» Task item:
Every single entry that follows is to be retyped exactly.

START Given records

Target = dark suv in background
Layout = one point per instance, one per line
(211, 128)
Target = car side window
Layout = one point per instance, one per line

END Given records

» Completed task:
Target = dark suv in background
Layout = one point per instance, one per line
(211, 128)
Target = car side window
Layout = one point per instance, one per line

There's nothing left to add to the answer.